Page extract:
□ □ □ □
Soil Health of a Warm-Season Perennial Pasture Over-seeded with Cool-Season Annuals

Final report for GS16-158

Project Type: Graduate Student
Funds awarded in 2016: $11,000.00
Projected End Date: 03/03/2019
Grant Recipient: Louisiana State University
Region: Southern
State: Louisiana
Graduate Student:
Major Professor:
Dr. Lisa Fultz
Louisiana State University
Expand All

Project Information

Summary:
  1. The problem addressed was the need to measure and quantify the effects of pasture management on soil health over time.
  2. The research approach was two-fold: One cattle producer had used winter annuals and mob grazing on his pastures for eight years. We began soil sampling his fields in 2015 and continued through 2017 to measure the changes or lack thereof in soil health. The majority of expenses for this “site one” were funded by a CIG grant but a small portion of the expenses were funded by the Southern SARE grant. At “site two”, the second cattle producer had three separate pastures that he had subjected to management for 0 years, 4 years and 10 years. This allowed us to compare the effects that use of winter annuals and rotational grazing had on soil health at a given time. This project was entirely funded by the Southern SARE grant.
□ □ □ □
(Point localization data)
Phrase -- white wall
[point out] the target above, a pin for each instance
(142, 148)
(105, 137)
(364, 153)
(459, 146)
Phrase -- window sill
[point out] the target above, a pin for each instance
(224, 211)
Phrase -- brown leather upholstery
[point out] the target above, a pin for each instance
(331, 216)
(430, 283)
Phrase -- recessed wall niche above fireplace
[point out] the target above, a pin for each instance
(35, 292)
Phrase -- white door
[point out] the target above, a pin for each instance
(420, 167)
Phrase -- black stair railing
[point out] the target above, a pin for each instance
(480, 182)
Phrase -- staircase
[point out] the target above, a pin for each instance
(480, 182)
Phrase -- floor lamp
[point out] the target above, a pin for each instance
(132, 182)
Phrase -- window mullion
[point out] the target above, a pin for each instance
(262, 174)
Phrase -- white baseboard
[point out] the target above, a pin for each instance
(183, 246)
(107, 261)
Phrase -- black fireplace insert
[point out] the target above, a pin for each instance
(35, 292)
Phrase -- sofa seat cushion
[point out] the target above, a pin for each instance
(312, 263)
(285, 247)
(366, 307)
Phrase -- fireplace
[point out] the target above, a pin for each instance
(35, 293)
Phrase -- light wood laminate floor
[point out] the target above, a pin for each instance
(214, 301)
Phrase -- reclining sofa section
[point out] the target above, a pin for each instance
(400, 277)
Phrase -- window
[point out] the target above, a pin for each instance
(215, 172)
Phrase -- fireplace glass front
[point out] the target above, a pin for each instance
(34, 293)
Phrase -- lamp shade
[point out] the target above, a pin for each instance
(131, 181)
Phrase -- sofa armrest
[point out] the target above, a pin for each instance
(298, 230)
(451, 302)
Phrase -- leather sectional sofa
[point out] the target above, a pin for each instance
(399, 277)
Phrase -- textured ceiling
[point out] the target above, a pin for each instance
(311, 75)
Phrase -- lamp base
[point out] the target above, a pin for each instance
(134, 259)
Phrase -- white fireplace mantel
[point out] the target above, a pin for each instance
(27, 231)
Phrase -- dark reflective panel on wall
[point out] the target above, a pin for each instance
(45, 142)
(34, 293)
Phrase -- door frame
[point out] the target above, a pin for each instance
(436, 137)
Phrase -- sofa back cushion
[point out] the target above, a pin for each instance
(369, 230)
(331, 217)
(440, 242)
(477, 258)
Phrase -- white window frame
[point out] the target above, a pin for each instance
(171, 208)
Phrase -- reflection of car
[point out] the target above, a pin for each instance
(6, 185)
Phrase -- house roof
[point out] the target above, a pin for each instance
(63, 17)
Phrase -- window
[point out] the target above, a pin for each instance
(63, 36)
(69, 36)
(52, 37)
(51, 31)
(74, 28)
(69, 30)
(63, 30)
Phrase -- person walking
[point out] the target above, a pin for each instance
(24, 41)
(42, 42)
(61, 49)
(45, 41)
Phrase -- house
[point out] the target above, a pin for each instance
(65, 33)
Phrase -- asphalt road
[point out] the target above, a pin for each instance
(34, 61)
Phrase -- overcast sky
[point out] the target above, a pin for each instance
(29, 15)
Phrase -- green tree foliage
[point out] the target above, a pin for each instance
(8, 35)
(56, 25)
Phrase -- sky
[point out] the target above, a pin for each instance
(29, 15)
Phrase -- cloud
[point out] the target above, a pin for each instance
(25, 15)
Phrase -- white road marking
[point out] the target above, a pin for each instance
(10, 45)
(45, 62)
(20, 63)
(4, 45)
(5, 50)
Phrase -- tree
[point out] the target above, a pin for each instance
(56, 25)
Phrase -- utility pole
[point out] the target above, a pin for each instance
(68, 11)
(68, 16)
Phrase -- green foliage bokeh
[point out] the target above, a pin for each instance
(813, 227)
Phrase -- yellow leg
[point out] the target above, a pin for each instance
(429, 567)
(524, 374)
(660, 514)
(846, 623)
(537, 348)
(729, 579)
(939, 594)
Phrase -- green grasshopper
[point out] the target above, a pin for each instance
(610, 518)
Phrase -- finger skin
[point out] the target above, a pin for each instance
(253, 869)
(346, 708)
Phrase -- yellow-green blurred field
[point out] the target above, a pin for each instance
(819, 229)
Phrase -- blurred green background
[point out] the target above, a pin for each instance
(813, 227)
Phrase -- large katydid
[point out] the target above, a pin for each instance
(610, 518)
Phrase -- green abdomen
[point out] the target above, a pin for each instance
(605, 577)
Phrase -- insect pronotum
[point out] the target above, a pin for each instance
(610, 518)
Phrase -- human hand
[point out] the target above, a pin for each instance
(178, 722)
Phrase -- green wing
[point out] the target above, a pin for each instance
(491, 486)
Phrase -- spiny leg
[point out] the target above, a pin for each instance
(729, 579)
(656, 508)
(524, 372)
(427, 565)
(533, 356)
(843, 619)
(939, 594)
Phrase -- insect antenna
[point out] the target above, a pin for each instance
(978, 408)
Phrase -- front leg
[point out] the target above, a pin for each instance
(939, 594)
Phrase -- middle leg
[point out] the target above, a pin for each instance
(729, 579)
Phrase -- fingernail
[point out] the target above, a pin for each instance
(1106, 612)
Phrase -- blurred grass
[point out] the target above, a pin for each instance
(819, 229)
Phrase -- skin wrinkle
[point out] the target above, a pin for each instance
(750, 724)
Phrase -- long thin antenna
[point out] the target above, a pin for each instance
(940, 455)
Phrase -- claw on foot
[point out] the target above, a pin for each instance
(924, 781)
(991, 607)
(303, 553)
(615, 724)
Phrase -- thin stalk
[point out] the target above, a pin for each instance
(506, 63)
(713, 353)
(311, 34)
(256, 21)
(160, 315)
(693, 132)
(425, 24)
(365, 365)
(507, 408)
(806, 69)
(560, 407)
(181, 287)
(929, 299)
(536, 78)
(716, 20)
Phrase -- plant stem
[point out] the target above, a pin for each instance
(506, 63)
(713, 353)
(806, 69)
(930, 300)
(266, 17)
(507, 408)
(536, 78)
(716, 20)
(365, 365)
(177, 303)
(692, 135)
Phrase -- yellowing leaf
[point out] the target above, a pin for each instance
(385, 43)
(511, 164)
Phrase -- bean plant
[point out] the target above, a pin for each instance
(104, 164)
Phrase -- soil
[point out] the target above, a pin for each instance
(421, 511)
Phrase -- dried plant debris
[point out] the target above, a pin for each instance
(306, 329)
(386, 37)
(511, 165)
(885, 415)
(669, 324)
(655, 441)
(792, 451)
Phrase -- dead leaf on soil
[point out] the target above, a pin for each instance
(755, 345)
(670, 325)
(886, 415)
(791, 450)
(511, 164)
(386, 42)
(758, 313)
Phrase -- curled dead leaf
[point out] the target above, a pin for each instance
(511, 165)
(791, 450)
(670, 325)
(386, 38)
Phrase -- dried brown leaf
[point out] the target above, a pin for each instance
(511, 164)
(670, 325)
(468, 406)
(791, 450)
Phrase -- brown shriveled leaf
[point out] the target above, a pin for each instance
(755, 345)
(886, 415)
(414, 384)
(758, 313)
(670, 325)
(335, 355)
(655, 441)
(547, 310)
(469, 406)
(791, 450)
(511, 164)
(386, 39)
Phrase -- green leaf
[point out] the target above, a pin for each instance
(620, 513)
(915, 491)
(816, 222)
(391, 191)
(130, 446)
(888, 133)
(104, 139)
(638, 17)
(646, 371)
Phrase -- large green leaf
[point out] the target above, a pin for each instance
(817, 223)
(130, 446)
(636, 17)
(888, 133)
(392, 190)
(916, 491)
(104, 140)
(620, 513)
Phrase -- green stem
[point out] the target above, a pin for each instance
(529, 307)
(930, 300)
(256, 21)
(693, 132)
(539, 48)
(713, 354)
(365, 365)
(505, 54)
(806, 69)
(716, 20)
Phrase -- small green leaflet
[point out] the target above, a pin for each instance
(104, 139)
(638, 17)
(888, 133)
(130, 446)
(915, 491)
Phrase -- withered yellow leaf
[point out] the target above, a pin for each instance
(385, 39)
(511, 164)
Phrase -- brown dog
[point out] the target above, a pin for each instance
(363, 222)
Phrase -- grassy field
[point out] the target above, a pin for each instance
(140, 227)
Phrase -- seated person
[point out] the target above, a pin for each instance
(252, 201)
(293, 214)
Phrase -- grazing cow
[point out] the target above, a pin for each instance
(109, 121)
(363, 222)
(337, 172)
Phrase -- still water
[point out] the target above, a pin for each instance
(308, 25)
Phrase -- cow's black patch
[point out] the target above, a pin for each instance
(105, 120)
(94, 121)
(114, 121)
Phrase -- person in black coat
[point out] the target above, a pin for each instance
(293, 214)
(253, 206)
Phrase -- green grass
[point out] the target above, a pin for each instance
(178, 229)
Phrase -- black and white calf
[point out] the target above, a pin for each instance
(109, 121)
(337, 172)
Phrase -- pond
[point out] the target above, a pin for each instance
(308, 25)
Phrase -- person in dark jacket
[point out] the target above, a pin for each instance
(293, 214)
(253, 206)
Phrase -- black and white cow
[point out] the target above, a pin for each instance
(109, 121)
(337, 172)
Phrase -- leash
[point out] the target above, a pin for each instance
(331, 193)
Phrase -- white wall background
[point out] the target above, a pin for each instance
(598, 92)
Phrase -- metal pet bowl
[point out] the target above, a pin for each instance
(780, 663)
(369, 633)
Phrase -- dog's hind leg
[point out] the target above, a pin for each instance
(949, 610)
□ □ □ □
Tasks:
(a) How much money was awarded in 2016, according to the grant report?
(b) Write out the grant report's text from "Project Information" up to and including "health over time.".
These rows were taken from a different source than the grant report.

Answers given:
(a) $11,000.00

(b)
Project Information

Summary:
  1. The problem addressed was the need to measure and quantify the effects of pasture management on soil health over time.